>> Begin Supplied data

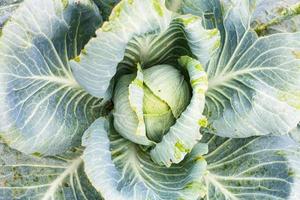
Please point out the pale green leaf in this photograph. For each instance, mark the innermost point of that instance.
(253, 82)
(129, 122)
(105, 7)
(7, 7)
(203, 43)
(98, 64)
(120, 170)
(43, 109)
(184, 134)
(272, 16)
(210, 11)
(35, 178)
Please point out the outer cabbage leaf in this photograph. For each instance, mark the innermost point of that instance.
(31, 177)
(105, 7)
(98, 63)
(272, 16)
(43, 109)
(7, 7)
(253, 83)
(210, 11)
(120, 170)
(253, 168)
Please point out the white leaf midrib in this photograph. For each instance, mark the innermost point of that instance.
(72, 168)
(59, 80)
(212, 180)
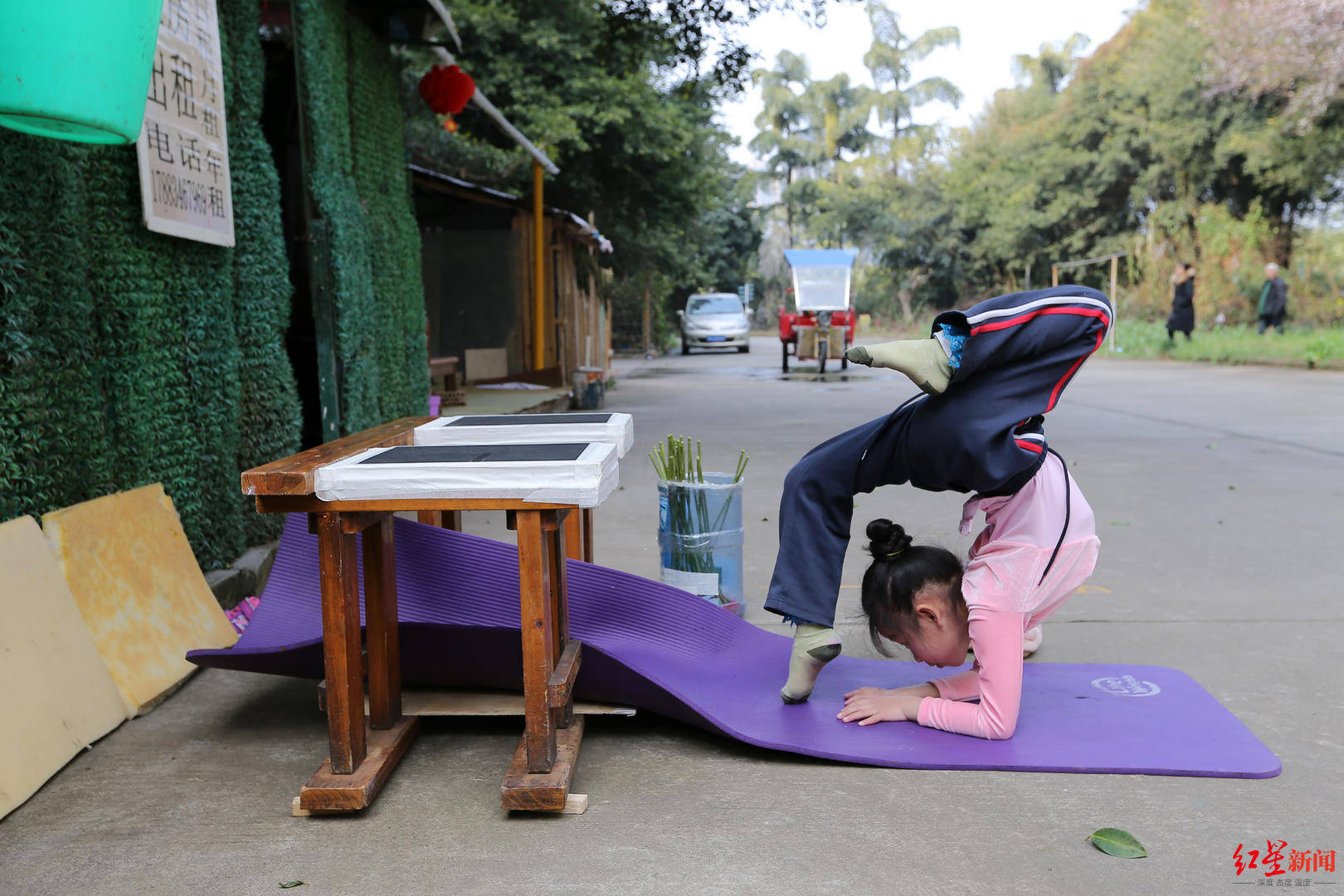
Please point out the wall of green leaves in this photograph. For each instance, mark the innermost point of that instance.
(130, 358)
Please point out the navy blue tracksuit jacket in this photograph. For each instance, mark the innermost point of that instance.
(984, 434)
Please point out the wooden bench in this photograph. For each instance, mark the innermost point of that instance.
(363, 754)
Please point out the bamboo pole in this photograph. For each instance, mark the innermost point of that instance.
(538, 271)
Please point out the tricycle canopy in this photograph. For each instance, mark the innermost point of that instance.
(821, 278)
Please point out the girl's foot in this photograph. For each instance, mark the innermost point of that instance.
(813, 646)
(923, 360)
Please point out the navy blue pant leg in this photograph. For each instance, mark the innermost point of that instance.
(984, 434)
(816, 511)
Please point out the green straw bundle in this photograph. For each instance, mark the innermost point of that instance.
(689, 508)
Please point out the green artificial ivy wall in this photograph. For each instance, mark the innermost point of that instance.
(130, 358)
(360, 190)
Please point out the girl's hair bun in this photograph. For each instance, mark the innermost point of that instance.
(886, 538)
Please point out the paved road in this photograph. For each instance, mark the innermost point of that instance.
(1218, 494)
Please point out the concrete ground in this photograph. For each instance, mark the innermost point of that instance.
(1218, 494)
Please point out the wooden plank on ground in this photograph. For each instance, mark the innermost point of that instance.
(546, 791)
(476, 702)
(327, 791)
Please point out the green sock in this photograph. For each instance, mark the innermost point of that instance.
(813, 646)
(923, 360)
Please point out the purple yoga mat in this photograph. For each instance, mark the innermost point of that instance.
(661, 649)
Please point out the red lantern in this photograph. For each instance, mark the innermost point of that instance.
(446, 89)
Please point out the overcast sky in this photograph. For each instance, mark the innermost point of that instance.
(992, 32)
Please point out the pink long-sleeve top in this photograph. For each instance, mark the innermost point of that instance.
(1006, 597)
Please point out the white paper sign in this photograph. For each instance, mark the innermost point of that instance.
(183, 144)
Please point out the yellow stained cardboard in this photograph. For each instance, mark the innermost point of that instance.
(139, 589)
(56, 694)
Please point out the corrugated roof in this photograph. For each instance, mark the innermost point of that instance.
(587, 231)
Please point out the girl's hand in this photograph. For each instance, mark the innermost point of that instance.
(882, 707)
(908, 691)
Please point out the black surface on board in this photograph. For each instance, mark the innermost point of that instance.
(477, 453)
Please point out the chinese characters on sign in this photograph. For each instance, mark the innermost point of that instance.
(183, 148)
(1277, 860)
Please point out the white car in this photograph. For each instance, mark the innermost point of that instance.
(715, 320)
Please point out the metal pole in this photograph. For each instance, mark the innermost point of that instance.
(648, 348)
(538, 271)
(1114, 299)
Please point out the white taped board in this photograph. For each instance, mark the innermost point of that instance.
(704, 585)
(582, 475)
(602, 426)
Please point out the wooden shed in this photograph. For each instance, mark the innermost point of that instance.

>> End Supplied data
>> Begin Supplied data

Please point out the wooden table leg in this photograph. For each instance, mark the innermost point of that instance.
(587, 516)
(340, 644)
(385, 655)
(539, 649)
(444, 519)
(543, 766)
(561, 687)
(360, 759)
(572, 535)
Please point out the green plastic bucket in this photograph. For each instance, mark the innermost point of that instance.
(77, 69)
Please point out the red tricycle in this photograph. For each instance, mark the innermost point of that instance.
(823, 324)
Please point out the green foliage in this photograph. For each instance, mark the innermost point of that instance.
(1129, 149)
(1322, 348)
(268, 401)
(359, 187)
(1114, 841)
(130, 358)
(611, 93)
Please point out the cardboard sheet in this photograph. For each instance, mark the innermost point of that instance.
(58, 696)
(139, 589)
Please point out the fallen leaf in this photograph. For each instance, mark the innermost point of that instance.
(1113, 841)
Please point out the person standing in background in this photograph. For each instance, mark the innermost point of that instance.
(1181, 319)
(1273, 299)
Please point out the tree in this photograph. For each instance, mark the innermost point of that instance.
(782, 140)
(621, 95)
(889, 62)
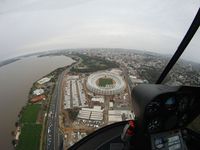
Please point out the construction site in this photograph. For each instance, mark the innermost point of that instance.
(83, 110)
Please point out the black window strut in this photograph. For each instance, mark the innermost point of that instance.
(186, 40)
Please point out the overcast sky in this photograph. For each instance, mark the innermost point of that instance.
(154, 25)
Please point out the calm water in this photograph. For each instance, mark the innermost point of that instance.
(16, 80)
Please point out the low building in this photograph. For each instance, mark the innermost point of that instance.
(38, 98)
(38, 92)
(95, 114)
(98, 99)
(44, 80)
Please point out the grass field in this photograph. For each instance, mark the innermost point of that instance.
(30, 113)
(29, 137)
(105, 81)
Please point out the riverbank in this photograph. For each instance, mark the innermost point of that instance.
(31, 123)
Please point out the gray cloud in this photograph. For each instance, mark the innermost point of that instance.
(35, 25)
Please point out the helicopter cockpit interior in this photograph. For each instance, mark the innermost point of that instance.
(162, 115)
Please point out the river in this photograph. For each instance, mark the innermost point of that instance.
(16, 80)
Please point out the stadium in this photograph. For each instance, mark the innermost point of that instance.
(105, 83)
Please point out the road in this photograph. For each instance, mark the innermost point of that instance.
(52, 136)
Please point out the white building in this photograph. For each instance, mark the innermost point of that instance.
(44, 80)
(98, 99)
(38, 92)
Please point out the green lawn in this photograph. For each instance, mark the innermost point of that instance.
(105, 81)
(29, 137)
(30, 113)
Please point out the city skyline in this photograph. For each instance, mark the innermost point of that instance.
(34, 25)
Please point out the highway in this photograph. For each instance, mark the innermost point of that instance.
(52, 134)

>> End Supplied data

■ **Exercise requirements**
Show every line in the records that contains the string "leaf", copying each such line in full. Case counts when matching.

■ **Exercise output**
Please point out the pale green leaf in this photograph. For each instance, mark the innermost point of that instance.
Please point out the outer cabbage leaf in this photograph. For each instance, mark the innermost point of that instance.
Please point out the white leaf midrib in this photograph. For each instance, mark the innermost point of that instance.
Please point out the fallen leaf in this photograph. For each instance, mark the innermost point of that instance.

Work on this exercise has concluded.